-------- Records shown

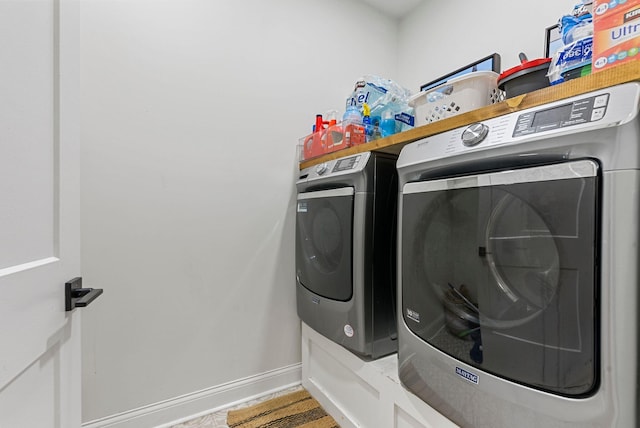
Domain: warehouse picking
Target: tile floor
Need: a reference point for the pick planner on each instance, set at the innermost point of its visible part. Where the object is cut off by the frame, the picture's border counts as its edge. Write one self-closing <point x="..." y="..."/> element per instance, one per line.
<point x="219" y="419"/>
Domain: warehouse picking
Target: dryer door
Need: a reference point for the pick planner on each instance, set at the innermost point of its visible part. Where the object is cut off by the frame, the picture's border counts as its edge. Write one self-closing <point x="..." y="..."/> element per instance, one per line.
<point x="499" y="271"/>
<point x="324" y="242"/>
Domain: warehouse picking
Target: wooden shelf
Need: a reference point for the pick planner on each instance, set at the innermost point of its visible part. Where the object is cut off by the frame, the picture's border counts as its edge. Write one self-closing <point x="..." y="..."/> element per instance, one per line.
<point x="624" y="73"/>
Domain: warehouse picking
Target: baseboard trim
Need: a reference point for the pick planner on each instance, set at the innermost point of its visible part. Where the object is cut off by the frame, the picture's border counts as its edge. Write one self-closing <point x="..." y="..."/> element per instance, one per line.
<point x="183" y="408"/>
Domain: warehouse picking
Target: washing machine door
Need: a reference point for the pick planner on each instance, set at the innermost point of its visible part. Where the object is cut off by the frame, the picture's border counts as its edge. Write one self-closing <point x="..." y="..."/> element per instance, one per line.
<point x="324" y="223"/>
<point x="499" y="271"/>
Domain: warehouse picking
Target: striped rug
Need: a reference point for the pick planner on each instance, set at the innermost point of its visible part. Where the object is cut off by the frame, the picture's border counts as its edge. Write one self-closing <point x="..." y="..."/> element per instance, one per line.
<point x="296" y="410"/>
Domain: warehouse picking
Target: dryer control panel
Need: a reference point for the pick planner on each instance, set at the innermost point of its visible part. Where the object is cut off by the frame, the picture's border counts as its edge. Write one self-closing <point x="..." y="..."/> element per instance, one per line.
<point x="581" y="111"/>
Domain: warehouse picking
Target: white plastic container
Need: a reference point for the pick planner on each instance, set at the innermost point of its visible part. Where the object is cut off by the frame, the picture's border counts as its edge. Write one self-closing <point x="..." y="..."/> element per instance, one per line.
<point x="458" y="95"/>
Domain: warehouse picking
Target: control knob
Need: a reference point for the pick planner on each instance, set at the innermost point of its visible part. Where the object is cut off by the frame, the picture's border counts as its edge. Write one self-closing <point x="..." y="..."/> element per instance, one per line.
<point x="474" y="134"/>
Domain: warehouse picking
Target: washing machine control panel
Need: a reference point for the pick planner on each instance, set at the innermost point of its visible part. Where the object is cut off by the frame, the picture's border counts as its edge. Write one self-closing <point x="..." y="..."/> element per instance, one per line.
<point x="346" y="164"/>
<point x="474" y="134"/>
<point x="574" y="113"/>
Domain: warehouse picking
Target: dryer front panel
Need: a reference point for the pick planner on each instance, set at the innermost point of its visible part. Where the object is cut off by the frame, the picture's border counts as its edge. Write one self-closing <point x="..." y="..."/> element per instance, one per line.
<point x="324" y="240"/>
<point x="499" y="272"/>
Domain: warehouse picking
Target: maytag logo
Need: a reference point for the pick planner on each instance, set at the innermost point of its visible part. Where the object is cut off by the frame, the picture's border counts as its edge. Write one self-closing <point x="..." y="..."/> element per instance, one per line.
<point x="413" y="315"/>
<point x="473" y="378"/>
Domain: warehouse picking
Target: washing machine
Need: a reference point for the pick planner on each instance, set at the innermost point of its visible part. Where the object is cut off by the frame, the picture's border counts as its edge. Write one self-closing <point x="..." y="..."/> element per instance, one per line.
<point x="518" y="266"/>
<point x="346" y="223"/>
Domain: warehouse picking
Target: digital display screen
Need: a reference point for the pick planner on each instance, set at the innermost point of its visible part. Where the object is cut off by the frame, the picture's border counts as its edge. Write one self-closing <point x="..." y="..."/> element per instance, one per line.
<point x="554" y="115"/>
<point x="345" y="164"/>
<point x="489" y="63"/>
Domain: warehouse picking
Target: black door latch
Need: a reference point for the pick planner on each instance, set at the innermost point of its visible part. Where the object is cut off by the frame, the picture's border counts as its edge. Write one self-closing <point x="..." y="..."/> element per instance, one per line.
<point x="78" y="297"/>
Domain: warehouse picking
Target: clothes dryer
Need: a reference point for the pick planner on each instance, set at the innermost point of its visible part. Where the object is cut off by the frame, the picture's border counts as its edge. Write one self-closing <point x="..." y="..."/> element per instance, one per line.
<point x="518" y="266"/>
<point x="345" y="252"/>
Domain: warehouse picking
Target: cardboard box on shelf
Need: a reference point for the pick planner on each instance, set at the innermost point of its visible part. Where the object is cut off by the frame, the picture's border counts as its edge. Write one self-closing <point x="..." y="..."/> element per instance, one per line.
<point x="616" y="33"/>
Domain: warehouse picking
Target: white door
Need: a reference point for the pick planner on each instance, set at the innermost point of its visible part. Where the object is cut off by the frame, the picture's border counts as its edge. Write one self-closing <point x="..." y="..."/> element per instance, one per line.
<point x="39" y="214"/>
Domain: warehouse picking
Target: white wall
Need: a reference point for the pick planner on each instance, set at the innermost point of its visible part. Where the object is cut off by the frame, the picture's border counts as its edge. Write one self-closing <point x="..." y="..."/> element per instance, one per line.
<point x="191" y="113"/>
<point x="441" y="36"/>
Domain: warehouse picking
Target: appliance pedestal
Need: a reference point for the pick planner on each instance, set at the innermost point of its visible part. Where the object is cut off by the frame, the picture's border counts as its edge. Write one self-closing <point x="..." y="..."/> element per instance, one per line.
<point x="358" y="393"/>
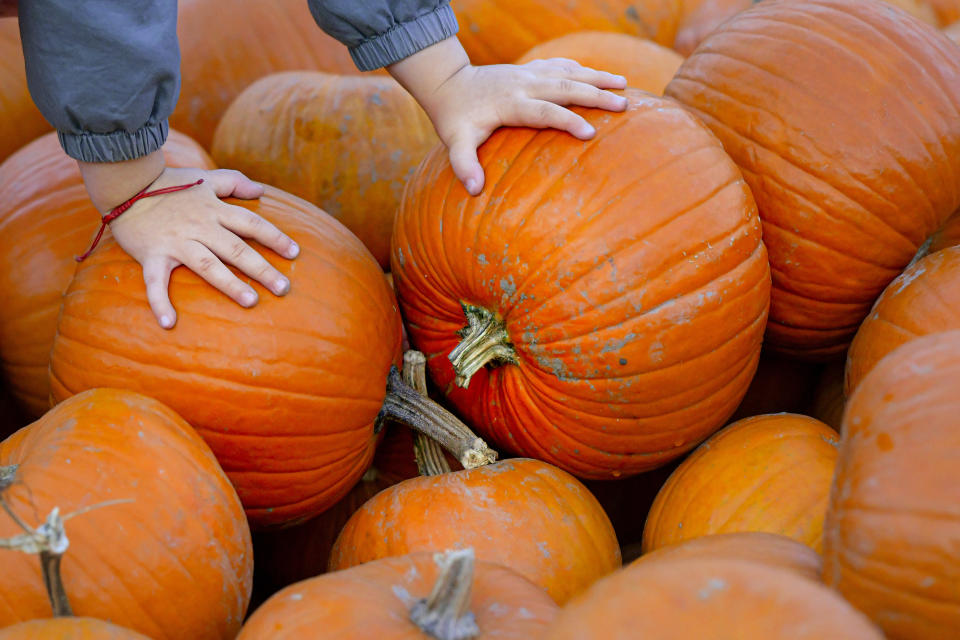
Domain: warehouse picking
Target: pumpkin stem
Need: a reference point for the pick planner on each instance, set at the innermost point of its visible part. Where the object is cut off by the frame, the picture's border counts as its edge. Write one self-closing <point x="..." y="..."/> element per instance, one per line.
<point x="485" y="341"/>
<point x="429" y="454"/>
<point x="49" y="540"/>
<point x="422" y="414"/>
<point x="445" y="614"/>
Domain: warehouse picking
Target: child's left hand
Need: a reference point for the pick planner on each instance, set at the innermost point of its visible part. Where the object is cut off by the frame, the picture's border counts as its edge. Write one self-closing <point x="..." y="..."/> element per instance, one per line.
<point x="467" y="103"/>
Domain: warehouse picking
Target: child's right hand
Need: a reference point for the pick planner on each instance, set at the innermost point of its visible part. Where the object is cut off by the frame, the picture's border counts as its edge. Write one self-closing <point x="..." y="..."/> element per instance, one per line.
<point x="195" y="228"/>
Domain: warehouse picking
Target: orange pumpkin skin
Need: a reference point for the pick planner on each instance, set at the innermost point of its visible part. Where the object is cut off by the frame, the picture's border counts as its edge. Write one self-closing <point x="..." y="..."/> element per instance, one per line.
<point x="692" y="599"/>
<point x="645" y="64"/>
<point x="605" y="278"/>
<point x="373" y="601"/>
<point x="22" y="121"/>
<point x="68" y="629"/>
<point x="892" y="526"/>
<point x="347" y="144"/>
<point x="924" y="299"/>
<point x="252" y="39"/>
<point x="172" y="560"/>
<point x="842" y="215"/>
<point x="498" y="31"/>
<point x="767" y="473"/>
<point x="521" y="513"/>
<point x="285" y="393"/>
<point x="769" y="549"/>
<point x="46" y="218"/>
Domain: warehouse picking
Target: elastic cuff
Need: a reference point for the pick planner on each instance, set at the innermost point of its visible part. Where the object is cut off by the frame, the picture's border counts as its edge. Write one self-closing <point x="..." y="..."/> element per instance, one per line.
<point x="405" y="39"/>
<point x="116" y="146"/>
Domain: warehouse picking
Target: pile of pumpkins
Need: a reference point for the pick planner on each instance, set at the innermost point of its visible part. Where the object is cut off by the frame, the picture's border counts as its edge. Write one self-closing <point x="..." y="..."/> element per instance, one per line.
<point x="715" y="348"/>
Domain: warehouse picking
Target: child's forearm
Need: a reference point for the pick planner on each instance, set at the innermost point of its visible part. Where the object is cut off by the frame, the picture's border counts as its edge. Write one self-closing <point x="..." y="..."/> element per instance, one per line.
<point x="112" y="183"/>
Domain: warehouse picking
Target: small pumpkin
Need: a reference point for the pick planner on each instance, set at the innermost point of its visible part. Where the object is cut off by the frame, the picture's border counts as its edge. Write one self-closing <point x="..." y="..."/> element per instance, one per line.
<point x="498" y="31"/>
<point x="161" y="546"/>
<point x="692" y="599"/>
<point x="22" y="121"/>
<point x="645" y="64"/>
<point x="767" y="473"/>
<point x="893" y="524"/>
<point x="442" y="596"/>
<point x="286" y="393"/>
<point x="769" y="549"/>
<point x="347" y="144"/>
<point x="601" y="316"/>
<point x="46" y="219"/>
<point x="841" y="214"/>
<point x="68" y="629"/>
<point x="924" y="299"/>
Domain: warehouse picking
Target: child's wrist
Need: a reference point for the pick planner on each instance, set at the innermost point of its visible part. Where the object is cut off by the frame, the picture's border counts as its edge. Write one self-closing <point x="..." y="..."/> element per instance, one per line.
<point x="110" y="184"/>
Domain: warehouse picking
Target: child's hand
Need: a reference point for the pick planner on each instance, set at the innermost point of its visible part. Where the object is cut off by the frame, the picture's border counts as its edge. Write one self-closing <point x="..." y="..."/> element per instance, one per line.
<point x="466" y="103"/>
<point x="196" y="229"/>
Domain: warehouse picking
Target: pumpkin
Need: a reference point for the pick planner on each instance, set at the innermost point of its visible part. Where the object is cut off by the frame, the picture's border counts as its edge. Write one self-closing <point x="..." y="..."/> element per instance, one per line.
<point x="703" y="20"/>
<point x="691" y="599"/>
<point x="285" y="556"/>
<point x="22" y="121"/>
<point x="949" y="234"/>
<point x="445" y="597"/>
<point x="496" y="31"/>
<point x="46" y="218"/>
<point x="162" y="548"/>
<point x="828" y="398"/>
<point x="286" y="392"/>
<point x="769" y="549"/>
<point x="893" y="524"/>
<point x="767" y="473"/>
<point x="573" y="294"/>
<point x="646" y="64"/>
<point x="252" y="39"/>
<point x="68" y="629"/>
<point x="924" y="299"/>
<point x="347" y="144"/>
<point x="842" y="213"/>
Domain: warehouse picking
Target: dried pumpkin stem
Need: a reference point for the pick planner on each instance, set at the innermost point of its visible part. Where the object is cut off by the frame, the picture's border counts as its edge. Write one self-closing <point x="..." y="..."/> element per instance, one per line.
<point x="485" y="341"/>
<point x="422" y="414"/>
<point x="445" y="614"/>
<point x="428" y="452"/>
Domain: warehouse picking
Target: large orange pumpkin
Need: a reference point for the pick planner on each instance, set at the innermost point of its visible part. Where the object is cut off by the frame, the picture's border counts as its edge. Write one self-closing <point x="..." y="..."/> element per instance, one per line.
<point x="496" y="31"/>
<point x="21" y="121"/>
<point x="225" y="48"/>
<point x="618" y="305"/>
<point x="521" y="513"/>
<point x="347" y="144"/>
<point x="286" y="392"/>
<point x="693" y="599"/>
<point x="387" y="600"/>
<point x="46" y="218"/>
<point x="769" y="549"/>
<point x="767" y="473"/>
<point x="893" y="524"/>
<point x="924" y="299"/>
<point x="167" y="551"/>
<point x="848" y="132"/>
<point x="68" y="629"/>
<point x="646" y="64"/>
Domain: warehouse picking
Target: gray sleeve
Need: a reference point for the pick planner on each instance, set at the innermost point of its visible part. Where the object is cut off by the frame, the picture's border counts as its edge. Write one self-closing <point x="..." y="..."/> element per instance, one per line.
<point x="105" y="73"/>
<point x="381" y="32"/>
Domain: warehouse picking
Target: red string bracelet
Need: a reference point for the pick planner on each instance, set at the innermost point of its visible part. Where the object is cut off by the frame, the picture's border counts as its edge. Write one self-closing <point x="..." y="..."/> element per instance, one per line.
<point x="117" y="211"/>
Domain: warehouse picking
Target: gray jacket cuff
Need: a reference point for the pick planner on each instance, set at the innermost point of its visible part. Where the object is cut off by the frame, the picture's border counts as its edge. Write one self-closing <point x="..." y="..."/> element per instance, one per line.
<point x="405" y="39"/>
<point x="116" y="146"/>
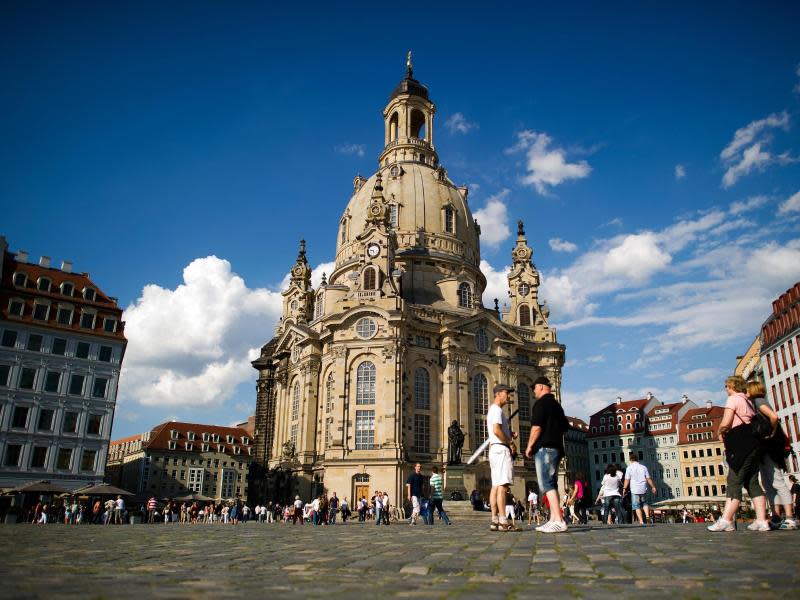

----------------

**What is being asked**
Return each line of the items above that contains the string "shelf". Matching is case-sensitive.

**Right answer**
Target: wooden shelf
Target: cardboard box on shelf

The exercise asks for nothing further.